• _Tareas requeridas_:
(1) Según el texto sobre la cooperación y la equidad, ¿por qué la noción de lo equitativo es más vaga en los niños pequeños que en los de más edad? Responde en una a tres oraciones.
(2) En las entradas, desde la línea que contiene "Prove it: the small" hasta el final, ambas incluidas, ¿puedes reemplazar "building" por "structure" sin cambiar nada más y devolver solo esas líneas?

A menudo, científicos sociales y también cualquier curioso
de la vida social se pregunta, ante el estado actual de las cosas, si somos
seres con una tendencia innata a la cooperación o si, por el contrario, debemos
creer a los economistas del mainstrain
que nos hablan de un ser egoísta que
solo piensa en sus propios intereses.
Este dilema, que se remonta a Hobbes vs Russeau, invade
nuestra vida cotidiana cada vez que somos testigos de una debacle económica, hay
un terremoto o España gana un Mundial de Futbol. En cualquier tema de
actualidad, subyace la cuestión de la cooperación
. Para Hauser, justamente el fenómeno de la
cooperación es crucial para entender la anatomía de nuestra moral. Pero antes debemos comprender cuál es nuestro
sentido de la equidad y cuando aparece. De acuerdo a experimentos con niños
pequeños, el “sentido de la equidad” aparece en torno a los cuatros años de
edad y está basado en una lógica que para los niños es difícil de explicar.
Podemos decir que tienen un sentido de justicia pero no son capaces de
explicitarlo. En parte, esto radica en
que es difícil encontrar un cuantificador objetivo de lo que es justo o no
justo. En la medida en que los seres humanos tienen la capacidad de desarrollar
un sistema numérico, serán capaces de evaluar si una situación es justa o
injusta. Los niños pequeños carecen de esta facultad por lo que su noción de lo
que es equitativo será más vaga que en un niño de más edad. Por ejemplo, la psicóloga Linda Keil, sometió
a niños de entre 7 y 12 años a ver videos donde había otros chicos que
clasificaban cartas según el código postal, algunos lo hacían muy rápido
mientras que otros tardaban más. Luego, se les dio de dinero para que
compensaran a todos los niños. Los niños
más chicos eran menos equitativos que los más grandes
. A partir de numerosos experimentos, Hauser
parece arribar a la conclusión de que la facultad moral en niños y adultos es
la misma y es innata. Lo que luego los diferencia es el contexto local y social
que hace que sus juicios morales interactúen con sus “sistemas de autocontrol,
emoción, cálculo numérico y memoria”(Hauser & Candel,
2008).
Esta hipótesis parece contradecir lo que
veníamos diciendo en el apartado anterior, es decir, que la reciprocidad (que
es una forma de equidad) está determinada por factores sociales y que no
aparece en los niños hasta los 3 años. Esto postula Tomasello de acuerdo a sus
experimentos. Quizás, la equidad pueda entenderse como una forma específica de
la reciprocidad y requiera de una forma de cuantificación de la que carecen los
niños de 3 años(Tomasello
& Dweck, 2010).

• _Información mostrada_:

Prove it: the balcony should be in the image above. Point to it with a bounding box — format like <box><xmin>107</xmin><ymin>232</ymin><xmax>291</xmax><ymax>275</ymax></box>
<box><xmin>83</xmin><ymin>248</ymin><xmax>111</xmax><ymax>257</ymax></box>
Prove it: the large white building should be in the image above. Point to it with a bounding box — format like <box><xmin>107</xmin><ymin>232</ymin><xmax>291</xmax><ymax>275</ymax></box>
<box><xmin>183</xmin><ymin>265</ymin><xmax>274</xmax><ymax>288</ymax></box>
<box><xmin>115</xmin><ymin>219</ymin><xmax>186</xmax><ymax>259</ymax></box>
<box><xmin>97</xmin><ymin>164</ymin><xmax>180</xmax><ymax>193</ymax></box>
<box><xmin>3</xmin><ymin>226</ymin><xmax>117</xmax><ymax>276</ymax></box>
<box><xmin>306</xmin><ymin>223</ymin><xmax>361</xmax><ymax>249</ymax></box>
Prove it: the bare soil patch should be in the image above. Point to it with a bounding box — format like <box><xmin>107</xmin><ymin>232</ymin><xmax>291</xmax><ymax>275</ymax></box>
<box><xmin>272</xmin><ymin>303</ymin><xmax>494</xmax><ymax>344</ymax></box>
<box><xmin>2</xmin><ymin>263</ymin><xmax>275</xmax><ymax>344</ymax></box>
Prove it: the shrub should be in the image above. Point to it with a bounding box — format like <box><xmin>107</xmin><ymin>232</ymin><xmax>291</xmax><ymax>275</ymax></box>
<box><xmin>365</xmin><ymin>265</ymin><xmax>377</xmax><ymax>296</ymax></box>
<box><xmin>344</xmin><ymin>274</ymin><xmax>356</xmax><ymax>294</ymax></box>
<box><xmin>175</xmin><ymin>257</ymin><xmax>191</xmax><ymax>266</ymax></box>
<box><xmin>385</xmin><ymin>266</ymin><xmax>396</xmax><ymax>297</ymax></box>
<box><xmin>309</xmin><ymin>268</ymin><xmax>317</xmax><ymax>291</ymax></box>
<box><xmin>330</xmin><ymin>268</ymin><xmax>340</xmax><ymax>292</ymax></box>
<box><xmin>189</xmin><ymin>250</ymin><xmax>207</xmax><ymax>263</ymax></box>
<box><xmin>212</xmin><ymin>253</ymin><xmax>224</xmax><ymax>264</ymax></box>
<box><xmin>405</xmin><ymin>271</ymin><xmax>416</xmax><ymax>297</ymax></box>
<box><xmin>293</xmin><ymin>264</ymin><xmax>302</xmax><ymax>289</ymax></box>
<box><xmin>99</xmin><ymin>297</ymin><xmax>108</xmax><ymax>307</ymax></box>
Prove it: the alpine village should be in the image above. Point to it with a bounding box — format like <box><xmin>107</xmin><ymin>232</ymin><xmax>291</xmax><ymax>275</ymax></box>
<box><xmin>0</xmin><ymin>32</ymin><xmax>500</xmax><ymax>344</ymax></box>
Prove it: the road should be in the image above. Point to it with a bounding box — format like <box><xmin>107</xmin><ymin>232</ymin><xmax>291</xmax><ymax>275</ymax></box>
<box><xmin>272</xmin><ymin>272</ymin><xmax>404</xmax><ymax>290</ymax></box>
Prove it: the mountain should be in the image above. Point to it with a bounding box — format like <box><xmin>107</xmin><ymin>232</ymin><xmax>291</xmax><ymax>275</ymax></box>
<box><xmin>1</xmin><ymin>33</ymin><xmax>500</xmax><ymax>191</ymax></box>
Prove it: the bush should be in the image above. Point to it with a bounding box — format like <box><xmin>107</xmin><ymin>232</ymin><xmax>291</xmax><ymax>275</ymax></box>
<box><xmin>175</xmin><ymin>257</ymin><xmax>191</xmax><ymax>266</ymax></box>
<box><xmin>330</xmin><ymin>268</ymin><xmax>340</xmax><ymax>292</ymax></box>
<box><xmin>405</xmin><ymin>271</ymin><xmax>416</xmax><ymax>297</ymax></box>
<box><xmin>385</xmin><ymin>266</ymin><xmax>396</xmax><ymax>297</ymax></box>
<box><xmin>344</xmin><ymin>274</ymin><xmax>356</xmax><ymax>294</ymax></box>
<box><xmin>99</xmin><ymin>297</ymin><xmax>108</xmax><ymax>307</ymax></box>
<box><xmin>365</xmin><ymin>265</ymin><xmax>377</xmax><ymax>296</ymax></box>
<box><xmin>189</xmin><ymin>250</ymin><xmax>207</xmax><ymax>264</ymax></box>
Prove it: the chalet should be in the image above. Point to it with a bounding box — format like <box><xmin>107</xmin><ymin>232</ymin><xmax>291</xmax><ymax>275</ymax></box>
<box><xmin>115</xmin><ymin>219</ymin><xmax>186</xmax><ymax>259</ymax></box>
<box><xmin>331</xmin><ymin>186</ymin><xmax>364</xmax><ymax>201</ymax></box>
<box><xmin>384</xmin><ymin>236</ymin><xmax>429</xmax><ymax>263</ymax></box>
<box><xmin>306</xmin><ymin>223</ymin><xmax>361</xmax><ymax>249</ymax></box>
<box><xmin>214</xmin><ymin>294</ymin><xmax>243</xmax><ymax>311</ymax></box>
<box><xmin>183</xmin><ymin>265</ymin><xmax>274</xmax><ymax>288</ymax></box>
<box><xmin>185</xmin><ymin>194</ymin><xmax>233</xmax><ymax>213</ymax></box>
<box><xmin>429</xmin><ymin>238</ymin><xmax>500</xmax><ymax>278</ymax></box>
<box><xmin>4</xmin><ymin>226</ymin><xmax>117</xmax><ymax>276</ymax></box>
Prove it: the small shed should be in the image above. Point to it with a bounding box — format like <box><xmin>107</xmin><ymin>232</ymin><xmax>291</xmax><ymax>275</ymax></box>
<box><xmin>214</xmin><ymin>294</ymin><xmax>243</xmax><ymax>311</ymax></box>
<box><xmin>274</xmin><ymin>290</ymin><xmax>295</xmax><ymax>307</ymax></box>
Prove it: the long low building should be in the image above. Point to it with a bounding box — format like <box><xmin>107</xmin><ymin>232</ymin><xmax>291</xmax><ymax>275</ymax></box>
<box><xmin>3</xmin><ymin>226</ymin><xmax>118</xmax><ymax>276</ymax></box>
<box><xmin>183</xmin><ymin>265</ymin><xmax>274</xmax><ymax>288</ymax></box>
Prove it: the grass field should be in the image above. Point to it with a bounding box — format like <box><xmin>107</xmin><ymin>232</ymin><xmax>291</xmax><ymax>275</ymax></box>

• _Tareas resueltas_:
(1) Para evaluar si una situación es justa o injusta hace falta un cuantificador objetivo, y esa capacidad llega cuando los seres humanos desarrollan un sistema numérico. Los niños pequeños carecen de esa facultad, de modo que su noción de lo equitativo es más vaga que la de un niño de más edad.

(2)
Prove it: the small shed should be in the image above. Point to it with a bounding box — format like <box><xmin>107</xmin><ymin>232</ymin><xmax>291</xmax><ymax>275</ymax></box>
<box><xmin>214</xmin><ymin>294</ymin><xmax>243</xmax><ymax>311</ymax></box>
<box><xmin>274</xmin><ymin>290</ymin><xmax>295</xmax><ymax>307</ymax></box>
Prove it: the long low structure should be in the image above. Point to it with a bounding box — format like <box><xmin>107</xmin><ymin>232</ymin><xmax>291</xmax><ymax>275</ymax></box>
<box><xmin>3</xmin><ymin>226</ymin><xmax>118</xmax><ymax>276</ymax></box>
<box><xmin>183</xmin><ymin>265</ymin><xmax>274</xmax><ymax>288</ymax></box>
Prove it: the grass field should be in the image above. Point to it with a bounding box — format like <box><xmin>107</xmin><ymin>232</ymin><xmax>291</xmax><ymax>275</ymax></box>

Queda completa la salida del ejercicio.